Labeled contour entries

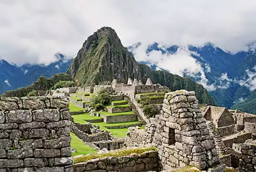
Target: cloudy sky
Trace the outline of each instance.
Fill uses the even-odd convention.
[[[255,9],[255,0],[0,0],[0,57],[17,65],[74,57],[102,26],[124,46],[212,42],[236,52],[256,40]]]

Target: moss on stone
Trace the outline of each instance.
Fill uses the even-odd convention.
[[[121,150],[119,151],[112,152],[109,153],[106,153],[103,154],[92,154],[86,155],[82,157],[79,157],[78,158],[74,158],[74,163],[75,164],[81,163],[81,162],[86,162],[88,160],[95,159],[95,158],[101,158],[104,157],[108,156],[115,156],[115,157],[121,157],[123,156],[127,156],[132,153],[136,153],[137,154],[142,154],[144,152],[149,151],[157,151],[157,149],[155,147],[150,148],[137,148],[137,149],[130,149],[124,150]]]

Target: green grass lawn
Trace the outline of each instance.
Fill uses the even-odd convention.
[[[77,106],[76,106],[75,104],[73,103],[69,103],[69,106],[68,106],[69,108],[70,112],[79,112],[79,111],[84,111],[83,108],[80,108]]]
[[[74,118],[74,122],[79,122],[80,124],[87,124],[86,119],[100,119],[101,117],[97,116],[90,116],[88,113],[72,115],[72,117]],[[126,136],[127,131],[128,128],[122,128],[122,129],[109,129],[105,128],[104,126],[113,126],[118,125],[128,125],[131,124],[134,124],[138,123],[138,121],[127,122],[121,122],[121,123],[112,123],[112,124],[106,124],[104,122],[95,122],[95,125],[100,126],[101,130],[104,130],[110,131],[115,137],[118,138],[125,138]]]
[[[159,92],[158,94],[165,94],[164,92]],[[156,94],[156,93],[139,93],[136,94],[136,95],[151,95],[151,94]]]
[[[111,101],[111,103],[126,103],[126,101],[125,100],[122,100],[121,101]]]
[[[86,155],[89,153],[97,152],[94,149],[85,144],[83,140],[78,138],[75,134],[71,132],[70,136],[71,136],[71,148],[76,149],[76,152],[72,153],[73,156],[82,154]]]
[[[106,107],[129,107],[130,105],[129,104],[126,104],[122,105],[117,105],[117,106],[106,106]]]
[[[134,114],[134,113],[132,111],[129,111],[129,112],[120,112],[120,113],[118,113],[111,114],[108,112],[101,112],[100,113],[100,114],[102,115],[105,115],[105,116],[116,116],[116,115]]]

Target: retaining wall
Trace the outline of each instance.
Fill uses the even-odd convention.
[[[85,171],[159,171],[157,151],[150,151],[141,154],[106,157],[74,165],[75,172]]]
[[[72,171],[68,101],[0,99],[0,171]]]
[[[106,124],[131,122],[137,120],[135,114],[104,116],[102,115],[104,122]]]

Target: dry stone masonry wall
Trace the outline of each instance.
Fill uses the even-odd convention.
[[[0,171],[73,171],[68,101],[0,99]]]
[[[153,143],[164,169],[195,166],[224,171],[194,91],[166,93]]]

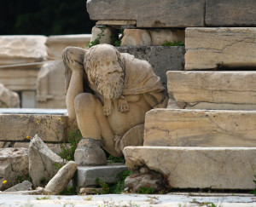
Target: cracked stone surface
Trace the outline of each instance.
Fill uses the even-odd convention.
[[[29,175],[36,187],[42,186],[42,181],[48,181],[58,171],[66,160],[54,153],[47,145],[36,135],[28,148]]]
[[[26,178],[28,174],[28,151],[26,148],[0,149],[0,190],[17,184],[17,177]]]
[[[256,28],[187,28],[185,70],[256,66]]]
[[[256,112],[154,109],[143,146],[256,147]]]
[[[174,188],[254,189],[256,147],[127,147],[129,169],[146,165]]]
[[[256,72],[168,72],[169,108],[256,109]]]

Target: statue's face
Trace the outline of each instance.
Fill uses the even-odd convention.
[[[115,51],[108,50],[108,53],[98,54],[96,64],[96,72],[99,77],[114,78],[113,74],[123,74],[123,69],[119,64]],[[114,81],[114,79],[113,80]]]
[[[125,72],[119,66],[116,51],[102,46],[96,51],[96,56],[89,81],[105,98],[119,98],[123,91]]]

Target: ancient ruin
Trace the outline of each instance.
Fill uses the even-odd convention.
[[[79,165],[106,164],[100,147],[119,157],[123,135],[143,124],[150,109],[166,106],[152,66],[111,45],[67,48],[63,61],[68,116],[77,119],[84,137],[75,152]]]

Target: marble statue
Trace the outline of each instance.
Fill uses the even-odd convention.
[[[109,44],[68,47],[62,58],[68,116],[84,137],[75,152],[79,165],[105,164],[102,147],[121,156],[123,135],[143,124],[150,109],[166,106],[160,78],[145,60]]]

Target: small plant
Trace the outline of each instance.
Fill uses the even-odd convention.
[[[61,143],[61,152],[59,153],[60,157],[68,161],[74,160],[74,152],[81,138],[82,135],[79,129],[71,131],[69,133],[70,147],[68,147],[66,143]]]
[[[103,26],[103,27],[101,29],[102,32],[97,34],[97,37],[94,41],[91,41],[89,43],[89,44],[87,45],[88,48],[91,48],[91,47],[100,43],[101,38],[104,36],[106,28],[107,28],[107,26]]]
[[[108,185],[104,181],[101,181],[99,178],[96,179],[96,183],[99,185],[102,189],[102,194],[119,194],[124,192],[125,189],[125,180],[127,176],[129,176],[131,174],[129,170],[124,170],[117,175],[117,178],[119,178],[119,181],[117,183],[113,185]]]
[[[154,193],[154,189],[147,187],[140,187],[137,193],[139,194],[153,194]]]
[[[185,44],[181,41],[173,40],[173,42],[169,42],[166,40],[166,43],[161,46],[184,46]]]

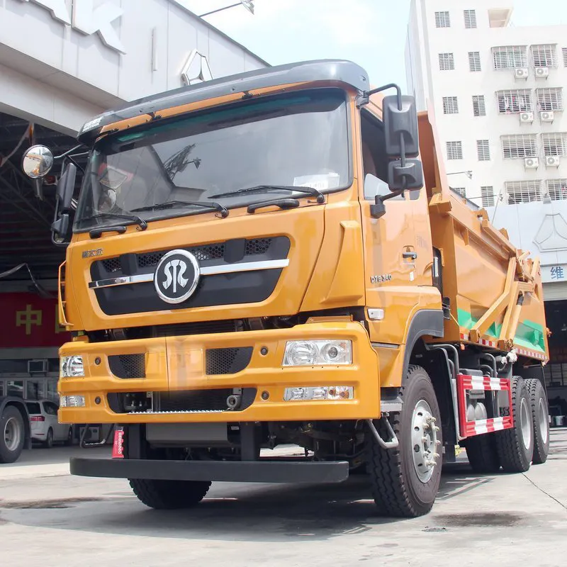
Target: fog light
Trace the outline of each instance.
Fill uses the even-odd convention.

## WRITTEN INSTRUCTION
Please copy every item above word for word, leaving out the pictures.

## RESULT FOR THIS TASK
Target: cloudy sky
Trace the outline of each instance.
Fill uses the even-odd convention.
[[[255,9],[255,0],[0,0],[0,57],[17,65],[74,57],[102,26],[124,46],[212,42],[236,52],[256,40]]]

Target: moss on stone
Trace the outline of each instance.
Fill uses the even-odd convention.
[[[121,150],[119,151],[112,152],[109,153],[106,153],[103,154],[92,154],[86,155],[82,157],[79,157],[78,158],[74,158],[74,163],[75,164],[81,163],[81,162],[86,162],[88,160],[95,159],[95,158],[101,158],[104,157],[108,156],[115,156],[115,157],[121,157],[123,156],[127,156],[132,153],[136,153],[137,154],[142,154],[144,152],[149,151],[157,151],[157,149],[155,147],[150,148],[137,148],[137,149],[130,149],[124,150]]]

Target: green grass lawn
Trace the outline of each instance.
Fill uses the even-odd convention.
[[[77,106],[76,106],[75,104],[73,103],[69,103],[69,106],[68,106],[69,108],[70,112],[79,112],[79,111],[84,111],[83,108],[80,108]]]
[[[74,118],[74,122],[79,122],[80,124],[87,124],[86,119],[100,119],[101,117],[97,116],[90,116],[88,113],[72,115],[72,117]],[[126,136],[127,131],[128,128],[122,128],[122,129],[109,129],[105,128],[104,126],[113,126],[118,125],[128,125],[131,124],[134,124],[138,123],[138,121],[127,122],[121,122],[121,123],[112,123],[112,124],[106,124],[104,122],[95,122],[95,125],[100,126],[101,130],[104,130],[110,131],[115,137],[118,138],[125,138]]]
[[[159,92],[158,94],[165,94],[164,92]],[[156,94],[156,93],[139,93],[136,94],[136,95],[151,95],[151,94]]]
[[[111,101],[111,103],[126,103],[126,101],[125,100],[122,100],[121,101]]]
[[[86,155],[89,153],[97,152],[94,149],[85,144],[83,140],[78,138],[75,134],[71,132],[70,136],[71,136],[71,148],[76,149],[76,152],[72,153],[73,156],[82,154]]]
[[[106,107],[129,107],[130,105],[129,104],[126,104],[122,105],[117,105],[117,106],[106,106]]]
[[[134,114],[134,113],[132,111],[129,111],[129,112],[120,112],[120,113],[118,113],[111,114],[108,112],[101,112],[100,113],[100,114],[102,115],[105,115],[105,116],[116,116],[116,115]]]

Target: retaining wall
Trace the outline of each instance.
Fill uses the even-odd convention.
[[[85,171],[159,171],[157,151],[150,151],[141,154],[106,157],[74,165],[75,172]]]
[[[72,171],[68,101],[0,99],[0,171]]]
[[[106,124],[131,122],[137,120],[135,114],[104,116],[102,115],[104,122]]]

Target: dry stone masonry wall
Trace the outline of each instance.
Fill uses the even-odd convention.
[[[0,171],[73,171],[68,101],[0,99]]]
[[[153,143],[164,169],[195,166],[224,171],[194,91],[166,93]]]

Target: cracked stone surface
Trace the outline of each instance.
Fill uses the even-odd convention.
[[[29,175],[36,187],[42,186],[42,181],[48,181],[58,171],[66,160],[54,153],[47,145],[36,135],[28,148]]]
[[[26,178],[28,174],[28,151],[26,148],[0,149],[0,190],[17,184],[17,177]]]
[[[256,28],[187,28],[185,70],[256,66]]]
[[[256,112],[154,109],[143,146],[256,147]]]
[[[174,188],[254,189],[256,147],[127,147],[129,169],[146,165]]]
[[[256,72],[168,72],[169,108],[256,109]]]

Target: statue's face
Trace the outline of each instance.
Fill uses the even-odd convention.
[[[115,51],[108,50],[108,53],[98,54],[96,64],[96,72],[99,77],[114,78],[113,74],[123,74],[123,69],[119,64]],[[114,81],[114,79],[113,80]]]
[[[125,72],[119,66],[116,51],[102,46],[96,51],[96,56],[89,81],[105,98],[119,98],[123,91]]]

Target: ancient ruin
Trace the outline of each instance.
Fill uses the even-odd convention.
[[[79,165],[106,164],[100,147],[119,157],[123,135],[143,124],[150,109],[166,106],[152,66],[111,45],[67,48],[63,61],[68,116],[77,119],[84,137],[75,152]]]

Target: marble statue
Trace the outline of each instance.
Fill uses the even-odd convention.
[[[109,44],[68,47],[62,58],[68,116],[84,137],[75,152],[79,165],[105,164],[102,147],[121,156],[123,135],[143,124],[150,109],[166,106],[160,78],[145,60]]]

Target: small plant
Trace the outline of each instance.
Fill uses the even-odd convention.
[[[61,143],[61,152],[59,153],[60,157],[68,161],[74,160],[74,152],[81,138],[82,135],[79,129],[71,131],[69,133],[70,147],[68,147],[66,143]]]
[[[103,26],[103,27],[101,29],[102,32],[97,34],[97,37],[94,41],[91,41],[89,43],[89,44],[87,45],[88,48],[91,48],[91,47],[100,43],[101,38],[104,36],[106,28],[107,28],[107,26]]]
[[[108,185],[104,181],[101,181],[99,178],[96,179],[96,183],[99,185],[102,189],[102,194],[119,194],[124,192],[125,189],[125,180],[127,176],[129,176],[131,174],[129,170],[124,170],[117,175],[117,178],[119,178],[119,181],[117,183],[113,185]]]
[[[154,193],[154,189],[147,187],[140,187],[137,193],[139,194],[153,194]]]
[[[185,44],[181,41],[173,40],[173,42],[169,42],[166,40],[166,43],[161,46],[184,46]]]

Target: fog light
Trace the outline of each instance.
Fill uses the even-odd convention.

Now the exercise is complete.